──────── SOURCE MATERIAL ────────
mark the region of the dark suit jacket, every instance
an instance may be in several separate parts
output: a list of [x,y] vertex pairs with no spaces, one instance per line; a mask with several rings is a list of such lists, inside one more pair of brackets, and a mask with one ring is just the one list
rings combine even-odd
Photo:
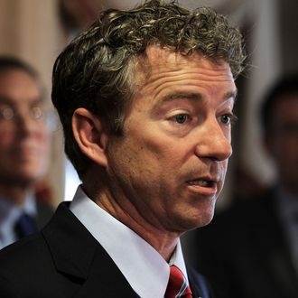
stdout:
[[219,215],[195,240],[197,267],[217,298],[298,297],[274,190]]
[[[200,275],[189,275],[193,297],[208,297]],[[41,233],[0,251],[0,297],[138,296],[64,202]]]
────────
## WHAT YOU ARE ASKED TO DO
Copy every line of the items above word for word, leaving out the pictures.

## SOLVED PROBLEM
mark the region of the dark suit jacket, every instance
an instance may be in several separate parts
output: a list of [x,y] vertex pairs with no spaces, one instance per line; a mask with several rings is a list of such lists, inside one more pair of brackets, and a mask with one ring is just the one list
rings combine even-odd
Photo:
stdout:
[[219,215],[195,240],[197,267],[217,298],[298,297],[274,190]]
[[[200,275],[189,275],[193,297],[208,297]],[[41,233],[0,251],[0,297],[138,296],[64,202]]]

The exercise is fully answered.